Gestellte Aufgabe A
Wie viele Jahre hatte das Stück laut dem Auszug über die Kogge 1986 im Poly-Propylen-Wasser-Gemisch gelegen?
Gestellte Aufgabe B
Welche Städte kommen im Auszug über die Kogge vor, auch in Form von Ortsadjektiven? Zähle alle auf.

Vorliegender Auszug
■ ■ ■
Als das Dingens im Bremerhavener Schiffahrtsmuseum konserviert wurde, lag es 1986 gerade 8 Jahre im Poly-Propylen-Wasser-Gemisch. Schön daß es jetzt fertig geworden ist und als "Ubena-Kogge" in Bremerhaven einen Nachbau gefunden hat.

Heifüsch
17.04.2013, 02:43
Moin, Heifüsch!

Ein ganz toller Strang, den ich mir als Enkel zweier Hamburger Schiffbauerfamilien besonders gerne betrachte:

Weitermachen so; leider habe ich nicht genug grüne Punkte....

Besten Gruß und Ahoi,

KuK

Moin moin! Um deine Herkunft biste ja wirklich zu beneiden :-) Aber immerhin hatte sich meine Oma einst als Füschverkäuferin profiliert und das scheint mir doch irgendwie im Blut zu liegen. Und die grünen Punkte finde ich weniger wichtig als deinen positiven Kommentar. Demnächst geht´s also weiter... >&-)

Heifüsch
17.04.2013, 02:54
Als das Dingens im Bremerhavener Schiffahrtsmuseum konserviert wurde, lag es 1986 gerade 8 Jahre im Poly-Propylen-Wasser-Gemisch. Schön daß es jetzt fertig geworden ist und als "Ubena-Kogge" in Bremerhaven einen Nachbau gefunden hat.

Auch die Ubena basiert auf dem Bremer Koggenfund. Allerdings halte ich diese Replik für weniger überzeugend als die Kieler Version, die ich bereits angeführt hatte.
■ ■ ■
Ausgelesene Einträge
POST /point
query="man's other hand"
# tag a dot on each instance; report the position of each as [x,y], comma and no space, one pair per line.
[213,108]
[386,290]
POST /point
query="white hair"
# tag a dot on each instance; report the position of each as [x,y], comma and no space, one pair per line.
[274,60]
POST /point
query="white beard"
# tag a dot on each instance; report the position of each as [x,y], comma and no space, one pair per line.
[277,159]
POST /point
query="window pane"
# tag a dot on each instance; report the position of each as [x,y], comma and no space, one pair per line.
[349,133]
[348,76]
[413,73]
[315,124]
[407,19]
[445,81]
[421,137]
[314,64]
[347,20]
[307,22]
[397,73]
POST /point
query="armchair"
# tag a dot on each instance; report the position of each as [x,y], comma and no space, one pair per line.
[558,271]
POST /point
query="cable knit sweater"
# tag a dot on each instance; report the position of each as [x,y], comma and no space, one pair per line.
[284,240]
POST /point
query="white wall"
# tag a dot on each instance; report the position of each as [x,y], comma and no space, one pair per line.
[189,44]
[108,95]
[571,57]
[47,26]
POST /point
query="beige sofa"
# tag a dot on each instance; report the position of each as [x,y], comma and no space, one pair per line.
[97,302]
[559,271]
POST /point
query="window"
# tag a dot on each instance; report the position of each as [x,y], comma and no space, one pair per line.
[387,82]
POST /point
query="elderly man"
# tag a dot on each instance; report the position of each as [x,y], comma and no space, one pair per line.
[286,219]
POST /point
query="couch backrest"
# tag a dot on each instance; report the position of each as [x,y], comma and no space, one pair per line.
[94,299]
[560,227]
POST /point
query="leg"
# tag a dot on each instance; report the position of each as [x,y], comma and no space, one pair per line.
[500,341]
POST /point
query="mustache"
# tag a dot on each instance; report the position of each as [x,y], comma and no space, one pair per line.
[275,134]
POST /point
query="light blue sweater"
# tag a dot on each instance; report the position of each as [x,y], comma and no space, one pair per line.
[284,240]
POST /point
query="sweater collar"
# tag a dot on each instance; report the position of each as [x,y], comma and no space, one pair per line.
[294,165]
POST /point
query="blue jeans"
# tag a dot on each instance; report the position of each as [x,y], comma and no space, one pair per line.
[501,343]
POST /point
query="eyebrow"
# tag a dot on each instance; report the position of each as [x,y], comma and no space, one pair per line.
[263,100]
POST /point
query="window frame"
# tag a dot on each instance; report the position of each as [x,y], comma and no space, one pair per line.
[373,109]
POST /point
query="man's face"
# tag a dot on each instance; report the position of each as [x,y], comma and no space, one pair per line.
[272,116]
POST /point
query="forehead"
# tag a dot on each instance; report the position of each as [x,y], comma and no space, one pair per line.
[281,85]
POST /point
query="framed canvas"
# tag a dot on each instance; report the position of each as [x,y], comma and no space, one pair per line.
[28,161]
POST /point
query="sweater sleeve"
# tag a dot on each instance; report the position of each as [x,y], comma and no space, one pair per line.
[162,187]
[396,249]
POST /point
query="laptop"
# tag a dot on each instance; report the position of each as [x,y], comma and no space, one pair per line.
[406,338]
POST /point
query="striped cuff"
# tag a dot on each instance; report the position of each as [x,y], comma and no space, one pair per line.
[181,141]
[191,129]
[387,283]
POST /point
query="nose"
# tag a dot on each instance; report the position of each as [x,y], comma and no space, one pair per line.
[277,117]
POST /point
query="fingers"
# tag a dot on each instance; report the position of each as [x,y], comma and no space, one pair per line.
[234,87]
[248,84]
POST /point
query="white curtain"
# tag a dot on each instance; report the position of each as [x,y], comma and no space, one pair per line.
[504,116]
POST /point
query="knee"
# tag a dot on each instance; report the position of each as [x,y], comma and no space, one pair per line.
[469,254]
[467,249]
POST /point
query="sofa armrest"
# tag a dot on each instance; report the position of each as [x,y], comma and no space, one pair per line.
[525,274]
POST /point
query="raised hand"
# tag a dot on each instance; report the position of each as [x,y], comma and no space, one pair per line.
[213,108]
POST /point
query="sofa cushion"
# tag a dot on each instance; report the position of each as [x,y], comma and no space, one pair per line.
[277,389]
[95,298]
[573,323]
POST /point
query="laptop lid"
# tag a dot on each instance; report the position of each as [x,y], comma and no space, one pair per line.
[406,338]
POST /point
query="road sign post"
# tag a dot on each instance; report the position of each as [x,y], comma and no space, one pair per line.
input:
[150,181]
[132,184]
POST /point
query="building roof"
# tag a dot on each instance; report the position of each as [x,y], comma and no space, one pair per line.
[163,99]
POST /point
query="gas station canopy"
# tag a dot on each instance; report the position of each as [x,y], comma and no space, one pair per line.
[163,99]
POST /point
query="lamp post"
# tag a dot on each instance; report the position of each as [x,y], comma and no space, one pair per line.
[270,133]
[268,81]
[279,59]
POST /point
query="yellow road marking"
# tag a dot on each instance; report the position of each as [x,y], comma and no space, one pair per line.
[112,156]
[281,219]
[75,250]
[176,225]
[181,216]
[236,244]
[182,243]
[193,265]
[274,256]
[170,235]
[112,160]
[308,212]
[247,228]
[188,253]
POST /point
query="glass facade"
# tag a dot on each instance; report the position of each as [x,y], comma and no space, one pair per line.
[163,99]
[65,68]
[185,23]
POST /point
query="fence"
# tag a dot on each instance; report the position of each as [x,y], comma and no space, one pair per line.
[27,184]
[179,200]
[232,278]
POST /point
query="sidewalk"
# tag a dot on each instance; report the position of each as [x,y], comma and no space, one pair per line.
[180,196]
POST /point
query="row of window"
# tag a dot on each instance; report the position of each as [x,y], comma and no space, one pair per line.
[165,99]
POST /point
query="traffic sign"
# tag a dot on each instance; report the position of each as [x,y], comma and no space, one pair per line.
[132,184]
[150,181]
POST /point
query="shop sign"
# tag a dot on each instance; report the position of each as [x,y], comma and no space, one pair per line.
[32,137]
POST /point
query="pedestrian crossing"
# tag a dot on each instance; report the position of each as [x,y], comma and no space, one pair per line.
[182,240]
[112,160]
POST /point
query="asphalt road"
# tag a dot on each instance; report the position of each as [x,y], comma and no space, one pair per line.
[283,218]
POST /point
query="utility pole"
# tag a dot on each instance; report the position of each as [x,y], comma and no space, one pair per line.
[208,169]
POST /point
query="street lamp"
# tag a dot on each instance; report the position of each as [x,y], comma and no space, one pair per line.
■ ■ ■
Richtige Lösung A
Acht Jahre.

Richtige Lösung B
Bremerhaven, Hamburg, Bremen, Kiel